[Saved entries]
......
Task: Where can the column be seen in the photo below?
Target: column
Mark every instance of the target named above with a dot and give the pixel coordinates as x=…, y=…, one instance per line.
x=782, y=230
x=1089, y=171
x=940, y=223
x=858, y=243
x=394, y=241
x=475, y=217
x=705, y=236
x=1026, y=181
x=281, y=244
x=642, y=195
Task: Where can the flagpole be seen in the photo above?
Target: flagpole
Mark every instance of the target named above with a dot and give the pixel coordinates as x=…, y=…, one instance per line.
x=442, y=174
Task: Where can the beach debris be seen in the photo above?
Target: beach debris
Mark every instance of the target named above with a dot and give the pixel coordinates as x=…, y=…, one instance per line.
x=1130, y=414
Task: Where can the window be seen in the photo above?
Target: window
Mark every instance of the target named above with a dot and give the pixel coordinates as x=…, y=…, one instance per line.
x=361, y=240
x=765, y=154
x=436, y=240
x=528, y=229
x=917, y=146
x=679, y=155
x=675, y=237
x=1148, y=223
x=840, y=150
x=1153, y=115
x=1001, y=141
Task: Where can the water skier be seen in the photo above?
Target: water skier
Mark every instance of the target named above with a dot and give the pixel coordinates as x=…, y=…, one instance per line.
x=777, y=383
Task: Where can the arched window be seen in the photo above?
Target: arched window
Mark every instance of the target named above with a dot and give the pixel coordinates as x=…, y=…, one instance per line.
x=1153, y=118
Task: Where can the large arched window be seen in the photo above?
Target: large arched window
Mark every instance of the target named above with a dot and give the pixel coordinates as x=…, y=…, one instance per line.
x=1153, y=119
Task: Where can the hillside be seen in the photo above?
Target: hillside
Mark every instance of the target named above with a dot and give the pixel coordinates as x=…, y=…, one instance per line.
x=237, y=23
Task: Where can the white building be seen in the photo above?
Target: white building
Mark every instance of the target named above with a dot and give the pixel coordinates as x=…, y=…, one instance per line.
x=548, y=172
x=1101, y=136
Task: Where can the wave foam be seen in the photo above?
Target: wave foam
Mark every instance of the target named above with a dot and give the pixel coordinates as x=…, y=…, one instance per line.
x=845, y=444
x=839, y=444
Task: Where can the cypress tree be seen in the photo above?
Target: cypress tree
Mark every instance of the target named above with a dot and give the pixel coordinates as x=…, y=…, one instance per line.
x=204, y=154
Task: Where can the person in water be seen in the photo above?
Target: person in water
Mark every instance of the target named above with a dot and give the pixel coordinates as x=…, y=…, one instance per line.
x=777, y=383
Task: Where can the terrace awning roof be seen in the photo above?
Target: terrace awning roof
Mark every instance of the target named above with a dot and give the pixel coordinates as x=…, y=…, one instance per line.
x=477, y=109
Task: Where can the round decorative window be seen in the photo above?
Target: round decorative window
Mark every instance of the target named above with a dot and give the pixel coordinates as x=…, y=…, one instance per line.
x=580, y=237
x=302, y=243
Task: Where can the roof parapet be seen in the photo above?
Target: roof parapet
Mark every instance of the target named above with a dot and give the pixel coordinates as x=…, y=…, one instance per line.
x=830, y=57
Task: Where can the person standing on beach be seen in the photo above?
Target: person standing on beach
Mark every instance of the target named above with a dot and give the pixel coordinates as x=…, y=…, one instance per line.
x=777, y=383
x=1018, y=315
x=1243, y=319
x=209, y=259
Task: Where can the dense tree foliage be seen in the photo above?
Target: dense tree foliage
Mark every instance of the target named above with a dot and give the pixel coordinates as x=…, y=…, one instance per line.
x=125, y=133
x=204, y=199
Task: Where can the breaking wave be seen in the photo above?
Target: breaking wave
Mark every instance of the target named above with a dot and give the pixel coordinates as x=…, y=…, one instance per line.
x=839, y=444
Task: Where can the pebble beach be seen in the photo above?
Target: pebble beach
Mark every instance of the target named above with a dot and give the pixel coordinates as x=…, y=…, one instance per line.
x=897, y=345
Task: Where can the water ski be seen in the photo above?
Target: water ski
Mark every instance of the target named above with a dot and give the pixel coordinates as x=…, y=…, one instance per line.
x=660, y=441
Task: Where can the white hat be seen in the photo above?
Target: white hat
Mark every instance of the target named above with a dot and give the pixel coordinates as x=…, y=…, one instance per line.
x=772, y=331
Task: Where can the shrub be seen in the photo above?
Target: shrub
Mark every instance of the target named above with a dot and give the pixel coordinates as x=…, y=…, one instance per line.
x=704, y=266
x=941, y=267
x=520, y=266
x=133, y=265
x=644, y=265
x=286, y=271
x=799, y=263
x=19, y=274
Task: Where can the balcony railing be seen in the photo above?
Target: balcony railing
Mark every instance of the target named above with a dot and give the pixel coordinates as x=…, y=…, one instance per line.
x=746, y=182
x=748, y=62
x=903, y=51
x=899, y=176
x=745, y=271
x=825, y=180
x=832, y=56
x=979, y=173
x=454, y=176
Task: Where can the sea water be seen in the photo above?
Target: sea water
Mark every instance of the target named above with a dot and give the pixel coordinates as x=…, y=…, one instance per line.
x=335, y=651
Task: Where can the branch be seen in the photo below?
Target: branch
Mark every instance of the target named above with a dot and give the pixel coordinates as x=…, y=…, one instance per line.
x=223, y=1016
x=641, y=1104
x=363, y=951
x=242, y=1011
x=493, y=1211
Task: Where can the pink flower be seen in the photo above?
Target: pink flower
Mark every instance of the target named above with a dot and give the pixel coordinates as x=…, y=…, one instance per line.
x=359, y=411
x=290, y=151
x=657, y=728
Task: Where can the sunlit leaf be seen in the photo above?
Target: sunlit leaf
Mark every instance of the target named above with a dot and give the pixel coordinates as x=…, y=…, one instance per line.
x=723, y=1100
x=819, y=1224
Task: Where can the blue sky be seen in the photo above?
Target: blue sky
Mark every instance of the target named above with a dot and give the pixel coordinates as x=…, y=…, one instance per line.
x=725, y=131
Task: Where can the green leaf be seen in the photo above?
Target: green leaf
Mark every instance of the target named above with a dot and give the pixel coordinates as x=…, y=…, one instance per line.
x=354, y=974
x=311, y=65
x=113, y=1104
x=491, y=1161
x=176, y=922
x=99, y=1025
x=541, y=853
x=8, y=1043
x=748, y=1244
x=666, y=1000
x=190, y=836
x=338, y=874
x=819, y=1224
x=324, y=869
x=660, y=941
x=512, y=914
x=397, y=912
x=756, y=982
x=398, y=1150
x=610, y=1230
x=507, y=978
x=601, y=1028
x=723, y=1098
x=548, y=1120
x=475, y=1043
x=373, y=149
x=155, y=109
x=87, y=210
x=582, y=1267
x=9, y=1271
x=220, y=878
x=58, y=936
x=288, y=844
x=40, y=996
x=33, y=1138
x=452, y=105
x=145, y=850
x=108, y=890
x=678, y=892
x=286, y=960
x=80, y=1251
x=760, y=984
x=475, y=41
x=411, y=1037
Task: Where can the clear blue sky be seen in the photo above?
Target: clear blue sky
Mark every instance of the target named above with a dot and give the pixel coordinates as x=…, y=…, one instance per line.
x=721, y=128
......
What is expected :: Your answer must be one number: how many lines of the entries hold the string "terrace".

Solution for this problem :: 2